June 2 (Reuters) - Texas Governor Greg Abbott on Friday signed a bill that bans transgender healthcare including puberty blockers and hormone therapy for minors, making Texas the largest of the 20 states to have outlawed gender-affirming care.
Republican lawmakers across the country have promoted similar bills, saying they mistrust the consensus among major medical associations that endorse gender-affirming care as needed and even life-saving for trans youth after extensive evaluation.
Texas, the second most-populous U.S. state, has an estimated 29,800 transgender youth aged 13 to 17, according to the Williams Institute of UCLA.
The American Civil Liberties Union and other groups have pledged to fight the law in court, as they have similar legislation in other states.
"They (Texas lawmakers) are hellbent on joining the growing roster of states determined to jeopardize the health and lives of transgender youth, in direct opposition to the overwhelming body of scientific and medical evidence," the ACLU said in a statement when the bill passed the legislature.
The Texas law creates exceptions for minors who began treatment before June 1 or for those who attended 12 or more sessions of mental health counseling or psychotherapy for at least six months.

- _Work to be completed_
Continue the news report on Texas's ban on gender-affirming care for minors, starting after its final sentence about the law's exceptions.

- _Information supplied_

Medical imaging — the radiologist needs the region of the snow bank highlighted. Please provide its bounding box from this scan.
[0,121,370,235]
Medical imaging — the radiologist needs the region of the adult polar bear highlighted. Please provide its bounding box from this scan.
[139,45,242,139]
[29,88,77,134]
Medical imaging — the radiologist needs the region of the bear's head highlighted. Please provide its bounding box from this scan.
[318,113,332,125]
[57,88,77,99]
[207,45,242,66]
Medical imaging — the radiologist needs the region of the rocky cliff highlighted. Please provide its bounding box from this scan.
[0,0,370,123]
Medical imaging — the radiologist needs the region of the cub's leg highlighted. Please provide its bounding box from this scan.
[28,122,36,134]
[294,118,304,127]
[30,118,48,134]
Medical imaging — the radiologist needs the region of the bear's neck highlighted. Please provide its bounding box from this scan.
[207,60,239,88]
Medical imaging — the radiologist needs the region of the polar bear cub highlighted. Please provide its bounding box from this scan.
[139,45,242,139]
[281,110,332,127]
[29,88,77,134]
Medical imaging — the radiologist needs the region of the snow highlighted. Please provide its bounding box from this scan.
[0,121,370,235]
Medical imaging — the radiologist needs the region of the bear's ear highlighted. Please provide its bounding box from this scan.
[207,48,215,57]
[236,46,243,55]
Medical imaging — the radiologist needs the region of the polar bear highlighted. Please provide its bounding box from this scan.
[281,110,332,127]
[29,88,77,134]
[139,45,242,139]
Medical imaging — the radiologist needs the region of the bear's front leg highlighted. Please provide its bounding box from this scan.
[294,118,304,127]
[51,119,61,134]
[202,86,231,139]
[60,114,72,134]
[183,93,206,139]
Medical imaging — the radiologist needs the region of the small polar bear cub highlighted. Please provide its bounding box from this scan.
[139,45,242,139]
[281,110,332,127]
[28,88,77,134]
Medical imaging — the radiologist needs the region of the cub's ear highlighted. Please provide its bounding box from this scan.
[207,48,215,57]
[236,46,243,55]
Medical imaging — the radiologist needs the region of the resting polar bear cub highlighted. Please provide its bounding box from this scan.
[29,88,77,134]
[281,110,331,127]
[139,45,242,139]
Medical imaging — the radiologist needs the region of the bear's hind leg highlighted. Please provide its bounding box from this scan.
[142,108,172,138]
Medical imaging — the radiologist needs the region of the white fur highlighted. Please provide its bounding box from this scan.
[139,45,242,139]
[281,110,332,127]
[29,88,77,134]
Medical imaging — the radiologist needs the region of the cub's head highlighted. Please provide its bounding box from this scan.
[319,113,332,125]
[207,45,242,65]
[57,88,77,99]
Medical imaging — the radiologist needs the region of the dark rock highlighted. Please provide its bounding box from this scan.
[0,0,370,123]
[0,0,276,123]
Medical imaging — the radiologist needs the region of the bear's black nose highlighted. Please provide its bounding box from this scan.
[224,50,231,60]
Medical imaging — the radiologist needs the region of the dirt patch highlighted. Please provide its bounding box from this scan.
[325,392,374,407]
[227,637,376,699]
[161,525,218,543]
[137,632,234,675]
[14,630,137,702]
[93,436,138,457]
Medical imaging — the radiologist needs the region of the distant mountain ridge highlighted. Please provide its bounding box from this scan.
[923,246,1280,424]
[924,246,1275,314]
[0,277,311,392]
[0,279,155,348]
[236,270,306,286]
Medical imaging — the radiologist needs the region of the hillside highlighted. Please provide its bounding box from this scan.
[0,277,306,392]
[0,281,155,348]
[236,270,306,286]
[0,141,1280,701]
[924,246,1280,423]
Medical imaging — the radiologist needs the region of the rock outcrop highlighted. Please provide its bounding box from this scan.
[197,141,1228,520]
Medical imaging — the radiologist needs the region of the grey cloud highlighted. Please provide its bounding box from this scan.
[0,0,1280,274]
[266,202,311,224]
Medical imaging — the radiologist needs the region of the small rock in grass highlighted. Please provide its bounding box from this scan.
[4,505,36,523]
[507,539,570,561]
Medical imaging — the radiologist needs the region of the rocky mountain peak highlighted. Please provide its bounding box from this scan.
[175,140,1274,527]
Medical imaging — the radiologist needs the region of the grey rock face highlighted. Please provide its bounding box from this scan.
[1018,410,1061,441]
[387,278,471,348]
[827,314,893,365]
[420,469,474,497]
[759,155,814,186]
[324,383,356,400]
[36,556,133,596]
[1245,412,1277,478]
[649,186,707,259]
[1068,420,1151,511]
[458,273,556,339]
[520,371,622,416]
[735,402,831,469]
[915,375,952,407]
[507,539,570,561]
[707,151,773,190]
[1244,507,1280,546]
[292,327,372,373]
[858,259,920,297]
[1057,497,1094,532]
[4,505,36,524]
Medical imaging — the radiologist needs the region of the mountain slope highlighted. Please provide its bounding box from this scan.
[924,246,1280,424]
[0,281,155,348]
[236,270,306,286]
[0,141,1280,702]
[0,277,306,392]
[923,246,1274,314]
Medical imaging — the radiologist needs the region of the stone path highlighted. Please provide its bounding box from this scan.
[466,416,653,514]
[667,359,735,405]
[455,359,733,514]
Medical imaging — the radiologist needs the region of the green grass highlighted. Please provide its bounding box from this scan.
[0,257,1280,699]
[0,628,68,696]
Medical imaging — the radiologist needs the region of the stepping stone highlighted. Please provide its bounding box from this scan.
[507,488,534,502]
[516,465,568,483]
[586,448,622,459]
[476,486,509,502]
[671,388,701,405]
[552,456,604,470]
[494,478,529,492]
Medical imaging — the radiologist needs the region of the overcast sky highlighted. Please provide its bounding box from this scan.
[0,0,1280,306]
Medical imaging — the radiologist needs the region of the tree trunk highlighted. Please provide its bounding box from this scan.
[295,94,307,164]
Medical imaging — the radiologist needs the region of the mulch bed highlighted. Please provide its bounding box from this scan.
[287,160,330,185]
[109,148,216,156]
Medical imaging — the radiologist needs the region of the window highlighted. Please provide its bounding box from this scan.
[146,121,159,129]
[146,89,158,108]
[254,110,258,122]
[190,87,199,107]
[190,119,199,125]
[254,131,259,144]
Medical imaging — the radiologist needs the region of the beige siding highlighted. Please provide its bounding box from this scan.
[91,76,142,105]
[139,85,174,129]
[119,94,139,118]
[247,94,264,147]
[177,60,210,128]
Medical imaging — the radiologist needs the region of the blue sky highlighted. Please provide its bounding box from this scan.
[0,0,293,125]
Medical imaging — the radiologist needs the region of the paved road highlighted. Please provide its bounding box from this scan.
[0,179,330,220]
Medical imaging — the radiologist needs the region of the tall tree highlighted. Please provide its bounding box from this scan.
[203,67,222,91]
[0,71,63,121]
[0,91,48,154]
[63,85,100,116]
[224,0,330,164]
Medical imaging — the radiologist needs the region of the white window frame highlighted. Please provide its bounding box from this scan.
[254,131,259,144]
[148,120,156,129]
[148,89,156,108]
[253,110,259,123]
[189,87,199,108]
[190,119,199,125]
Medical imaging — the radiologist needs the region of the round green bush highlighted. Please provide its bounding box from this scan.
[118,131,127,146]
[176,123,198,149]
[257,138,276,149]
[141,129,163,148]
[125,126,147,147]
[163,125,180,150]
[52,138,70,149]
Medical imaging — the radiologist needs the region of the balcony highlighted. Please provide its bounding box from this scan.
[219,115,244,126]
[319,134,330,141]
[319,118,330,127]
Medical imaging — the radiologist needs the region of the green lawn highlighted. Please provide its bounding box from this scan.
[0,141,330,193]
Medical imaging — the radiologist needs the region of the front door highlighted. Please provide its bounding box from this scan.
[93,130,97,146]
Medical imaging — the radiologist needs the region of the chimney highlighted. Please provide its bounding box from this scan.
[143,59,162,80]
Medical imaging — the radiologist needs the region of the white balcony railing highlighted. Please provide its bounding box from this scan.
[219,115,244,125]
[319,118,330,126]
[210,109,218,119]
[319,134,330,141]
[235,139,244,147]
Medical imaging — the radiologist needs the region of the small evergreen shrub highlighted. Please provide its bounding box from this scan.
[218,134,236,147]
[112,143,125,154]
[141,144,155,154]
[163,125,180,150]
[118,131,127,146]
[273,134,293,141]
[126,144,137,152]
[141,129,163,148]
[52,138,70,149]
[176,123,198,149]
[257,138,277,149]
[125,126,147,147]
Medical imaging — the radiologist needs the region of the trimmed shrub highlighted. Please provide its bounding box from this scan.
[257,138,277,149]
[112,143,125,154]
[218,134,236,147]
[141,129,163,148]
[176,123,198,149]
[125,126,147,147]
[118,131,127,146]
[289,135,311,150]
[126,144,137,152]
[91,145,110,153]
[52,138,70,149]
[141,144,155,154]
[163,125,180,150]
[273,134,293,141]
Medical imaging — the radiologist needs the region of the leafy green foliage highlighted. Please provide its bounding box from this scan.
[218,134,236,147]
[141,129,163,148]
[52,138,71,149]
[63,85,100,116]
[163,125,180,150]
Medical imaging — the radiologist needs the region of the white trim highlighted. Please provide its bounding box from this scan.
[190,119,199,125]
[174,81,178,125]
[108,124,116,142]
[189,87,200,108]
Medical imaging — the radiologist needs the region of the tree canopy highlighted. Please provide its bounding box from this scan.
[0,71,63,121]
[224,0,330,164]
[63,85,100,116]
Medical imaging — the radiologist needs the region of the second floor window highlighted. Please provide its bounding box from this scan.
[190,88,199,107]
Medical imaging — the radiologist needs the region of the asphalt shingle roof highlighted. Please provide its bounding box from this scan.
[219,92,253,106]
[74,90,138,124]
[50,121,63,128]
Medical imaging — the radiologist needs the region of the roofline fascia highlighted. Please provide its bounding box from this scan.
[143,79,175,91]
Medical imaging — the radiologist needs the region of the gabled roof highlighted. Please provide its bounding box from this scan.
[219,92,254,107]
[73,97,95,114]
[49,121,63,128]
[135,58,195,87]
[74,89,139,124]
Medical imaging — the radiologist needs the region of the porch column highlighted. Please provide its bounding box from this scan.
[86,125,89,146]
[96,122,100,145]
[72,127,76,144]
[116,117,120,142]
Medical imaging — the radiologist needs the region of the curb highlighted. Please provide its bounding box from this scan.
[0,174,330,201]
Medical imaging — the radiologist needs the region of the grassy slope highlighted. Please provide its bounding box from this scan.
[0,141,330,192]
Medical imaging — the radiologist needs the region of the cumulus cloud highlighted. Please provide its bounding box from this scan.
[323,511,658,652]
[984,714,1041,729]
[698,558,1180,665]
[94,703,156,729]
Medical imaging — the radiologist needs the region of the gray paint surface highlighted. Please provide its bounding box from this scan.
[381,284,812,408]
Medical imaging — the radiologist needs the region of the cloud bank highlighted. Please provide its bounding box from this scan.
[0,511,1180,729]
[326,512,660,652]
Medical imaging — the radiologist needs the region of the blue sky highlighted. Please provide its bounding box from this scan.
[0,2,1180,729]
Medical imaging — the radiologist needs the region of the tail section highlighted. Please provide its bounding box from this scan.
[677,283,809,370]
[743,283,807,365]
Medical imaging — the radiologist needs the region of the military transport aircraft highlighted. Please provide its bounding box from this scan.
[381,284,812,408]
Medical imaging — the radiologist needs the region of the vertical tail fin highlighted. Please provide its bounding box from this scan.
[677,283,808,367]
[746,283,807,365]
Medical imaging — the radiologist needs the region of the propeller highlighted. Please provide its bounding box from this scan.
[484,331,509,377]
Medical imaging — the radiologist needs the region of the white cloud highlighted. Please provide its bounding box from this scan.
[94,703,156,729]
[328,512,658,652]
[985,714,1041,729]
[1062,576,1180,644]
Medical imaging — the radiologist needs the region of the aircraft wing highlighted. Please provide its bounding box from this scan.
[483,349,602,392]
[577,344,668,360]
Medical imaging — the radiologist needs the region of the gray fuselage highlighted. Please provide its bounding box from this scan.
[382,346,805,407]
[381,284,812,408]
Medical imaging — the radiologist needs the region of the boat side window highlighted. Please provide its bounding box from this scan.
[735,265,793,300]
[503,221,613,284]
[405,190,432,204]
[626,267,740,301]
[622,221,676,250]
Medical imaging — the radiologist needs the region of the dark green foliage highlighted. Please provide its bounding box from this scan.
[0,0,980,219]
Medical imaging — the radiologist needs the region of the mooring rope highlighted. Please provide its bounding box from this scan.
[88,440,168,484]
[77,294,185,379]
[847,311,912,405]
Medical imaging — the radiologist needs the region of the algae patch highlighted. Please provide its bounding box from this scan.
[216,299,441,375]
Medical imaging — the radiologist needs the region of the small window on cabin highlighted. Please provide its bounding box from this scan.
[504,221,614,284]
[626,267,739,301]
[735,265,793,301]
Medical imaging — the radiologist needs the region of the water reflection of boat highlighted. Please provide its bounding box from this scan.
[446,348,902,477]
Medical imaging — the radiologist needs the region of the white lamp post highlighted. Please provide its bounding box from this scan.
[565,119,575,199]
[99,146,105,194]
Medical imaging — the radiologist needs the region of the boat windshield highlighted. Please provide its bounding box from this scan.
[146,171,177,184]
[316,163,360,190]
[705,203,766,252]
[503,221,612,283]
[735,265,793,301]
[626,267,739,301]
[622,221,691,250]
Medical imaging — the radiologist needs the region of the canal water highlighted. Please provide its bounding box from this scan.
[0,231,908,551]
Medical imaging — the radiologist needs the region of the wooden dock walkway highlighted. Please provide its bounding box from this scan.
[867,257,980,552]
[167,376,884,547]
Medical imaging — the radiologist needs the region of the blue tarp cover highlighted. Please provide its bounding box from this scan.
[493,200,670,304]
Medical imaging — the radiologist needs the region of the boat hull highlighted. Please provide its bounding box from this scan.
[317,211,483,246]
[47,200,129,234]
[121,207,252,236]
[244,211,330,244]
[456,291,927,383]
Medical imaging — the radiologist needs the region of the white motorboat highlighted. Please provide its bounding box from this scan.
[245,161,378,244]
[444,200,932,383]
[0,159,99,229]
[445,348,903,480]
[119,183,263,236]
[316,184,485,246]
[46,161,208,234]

- _Response area_
But those patients "shall wean off the prescription drug over a period of time," the law says.
Backers of such laws say government must intervene against the wishes of parents and doctors because they fear it will cause irreparable harm and say children are incapable of acceding to such decisions.
Groups including the American Medical Association, the American Psychological Association and the American Academy of Pediatrics oppose the legislation.
Republicans introduced more than 500 bills affecting LGBTQ people in 2023, with more than 50 passing, according to the Human Rights Campaign, an LGBTQ rights group. Those numbers are up from 315 bills introduced and 29 passed in 2022.